Please find each line in the listing below that contains the word "green" and copy it out.

## Start

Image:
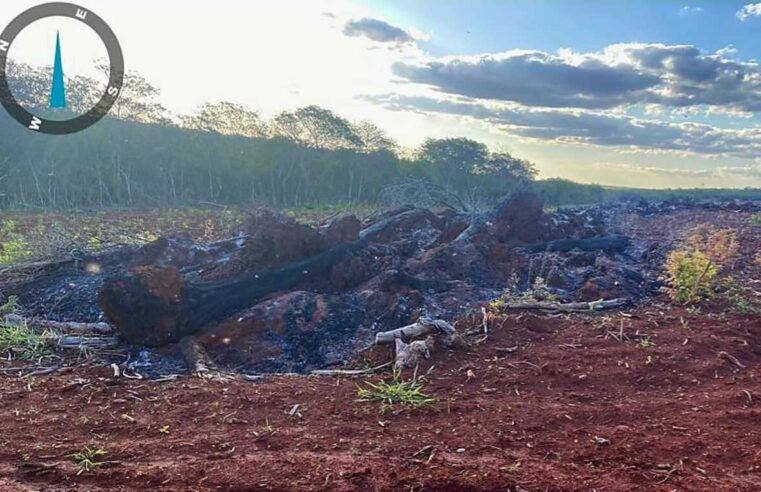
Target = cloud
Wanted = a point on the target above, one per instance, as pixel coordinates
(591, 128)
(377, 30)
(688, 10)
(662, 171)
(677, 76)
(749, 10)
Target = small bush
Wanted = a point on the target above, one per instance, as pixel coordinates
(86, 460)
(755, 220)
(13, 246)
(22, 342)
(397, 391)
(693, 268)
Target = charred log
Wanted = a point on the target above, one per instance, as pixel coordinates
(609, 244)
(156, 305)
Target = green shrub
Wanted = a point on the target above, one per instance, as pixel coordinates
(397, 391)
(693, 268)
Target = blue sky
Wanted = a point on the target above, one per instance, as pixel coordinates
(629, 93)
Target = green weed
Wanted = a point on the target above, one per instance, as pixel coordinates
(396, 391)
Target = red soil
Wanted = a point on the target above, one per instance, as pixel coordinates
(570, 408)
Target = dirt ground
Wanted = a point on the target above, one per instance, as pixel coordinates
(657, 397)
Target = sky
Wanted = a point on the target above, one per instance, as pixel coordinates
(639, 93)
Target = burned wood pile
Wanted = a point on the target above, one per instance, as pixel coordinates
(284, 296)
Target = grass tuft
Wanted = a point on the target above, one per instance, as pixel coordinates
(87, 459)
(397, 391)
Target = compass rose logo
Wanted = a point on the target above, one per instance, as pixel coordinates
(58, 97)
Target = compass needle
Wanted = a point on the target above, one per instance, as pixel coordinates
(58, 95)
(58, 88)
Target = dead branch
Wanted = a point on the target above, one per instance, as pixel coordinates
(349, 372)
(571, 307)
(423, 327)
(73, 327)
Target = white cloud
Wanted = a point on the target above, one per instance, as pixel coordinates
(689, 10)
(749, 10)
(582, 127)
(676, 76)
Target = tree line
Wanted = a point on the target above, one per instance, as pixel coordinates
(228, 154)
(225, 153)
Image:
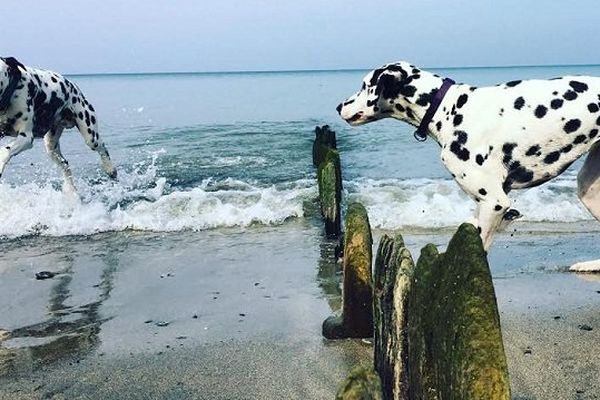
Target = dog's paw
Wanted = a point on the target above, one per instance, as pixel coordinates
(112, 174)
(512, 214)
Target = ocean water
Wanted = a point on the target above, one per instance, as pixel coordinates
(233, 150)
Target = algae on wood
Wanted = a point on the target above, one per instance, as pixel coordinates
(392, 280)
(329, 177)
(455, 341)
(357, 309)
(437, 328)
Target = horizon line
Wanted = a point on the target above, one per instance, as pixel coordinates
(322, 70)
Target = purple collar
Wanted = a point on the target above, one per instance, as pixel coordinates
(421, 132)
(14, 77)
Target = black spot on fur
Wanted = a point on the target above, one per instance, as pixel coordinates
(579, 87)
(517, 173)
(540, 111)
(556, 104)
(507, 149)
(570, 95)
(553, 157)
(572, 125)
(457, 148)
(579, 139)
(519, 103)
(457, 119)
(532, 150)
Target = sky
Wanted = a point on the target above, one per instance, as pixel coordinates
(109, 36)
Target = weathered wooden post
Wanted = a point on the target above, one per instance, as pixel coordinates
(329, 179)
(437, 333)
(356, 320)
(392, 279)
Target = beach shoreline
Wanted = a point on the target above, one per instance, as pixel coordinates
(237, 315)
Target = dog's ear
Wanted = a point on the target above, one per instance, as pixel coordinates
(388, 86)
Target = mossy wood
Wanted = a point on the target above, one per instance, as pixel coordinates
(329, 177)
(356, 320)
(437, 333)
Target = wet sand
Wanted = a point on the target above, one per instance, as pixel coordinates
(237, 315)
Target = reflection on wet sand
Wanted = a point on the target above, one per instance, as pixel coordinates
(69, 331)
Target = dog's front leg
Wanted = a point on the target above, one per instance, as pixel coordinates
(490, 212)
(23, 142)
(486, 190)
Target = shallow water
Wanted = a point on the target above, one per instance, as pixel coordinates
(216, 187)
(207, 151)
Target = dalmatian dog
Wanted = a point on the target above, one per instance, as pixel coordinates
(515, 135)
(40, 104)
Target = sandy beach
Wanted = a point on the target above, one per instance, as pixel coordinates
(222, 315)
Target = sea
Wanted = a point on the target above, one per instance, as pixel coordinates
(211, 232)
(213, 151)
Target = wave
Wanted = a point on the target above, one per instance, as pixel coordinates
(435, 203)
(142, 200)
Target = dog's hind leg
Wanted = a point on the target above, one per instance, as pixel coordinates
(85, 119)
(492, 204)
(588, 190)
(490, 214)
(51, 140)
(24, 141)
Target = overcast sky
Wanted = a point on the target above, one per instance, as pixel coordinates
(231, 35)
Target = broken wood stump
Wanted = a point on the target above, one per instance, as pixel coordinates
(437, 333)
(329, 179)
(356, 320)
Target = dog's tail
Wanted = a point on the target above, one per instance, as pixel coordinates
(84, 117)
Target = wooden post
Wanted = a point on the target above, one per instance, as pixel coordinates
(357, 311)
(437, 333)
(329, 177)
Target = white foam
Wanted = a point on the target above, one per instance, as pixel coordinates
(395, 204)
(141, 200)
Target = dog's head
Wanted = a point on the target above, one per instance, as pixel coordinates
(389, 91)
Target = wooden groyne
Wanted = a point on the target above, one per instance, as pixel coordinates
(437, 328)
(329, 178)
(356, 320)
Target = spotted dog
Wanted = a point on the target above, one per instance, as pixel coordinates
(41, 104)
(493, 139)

## End
## Start

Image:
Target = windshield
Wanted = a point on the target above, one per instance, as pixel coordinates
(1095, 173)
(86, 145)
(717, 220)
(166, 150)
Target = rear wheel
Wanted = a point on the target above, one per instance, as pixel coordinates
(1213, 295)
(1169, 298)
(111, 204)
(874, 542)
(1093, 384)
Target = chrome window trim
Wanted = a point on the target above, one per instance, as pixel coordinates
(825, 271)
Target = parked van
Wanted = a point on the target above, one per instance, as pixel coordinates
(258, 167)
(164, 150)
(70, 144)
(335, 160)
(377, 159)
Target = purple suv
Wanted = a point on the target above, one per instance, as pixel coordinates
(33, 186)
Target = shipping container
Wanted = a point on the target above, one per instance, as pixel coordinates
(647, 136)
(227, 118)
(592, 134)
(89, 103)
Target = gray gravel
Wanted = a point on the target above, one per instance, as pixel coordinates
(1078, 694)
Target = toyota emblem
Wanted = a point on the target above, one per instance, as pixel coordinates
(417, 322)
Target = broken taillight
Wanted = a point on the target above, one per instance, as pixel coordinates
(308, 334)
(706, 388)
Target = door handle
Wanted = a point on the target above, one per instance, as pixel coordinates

## End

*The output*.
Target = green shrub
Target = green weed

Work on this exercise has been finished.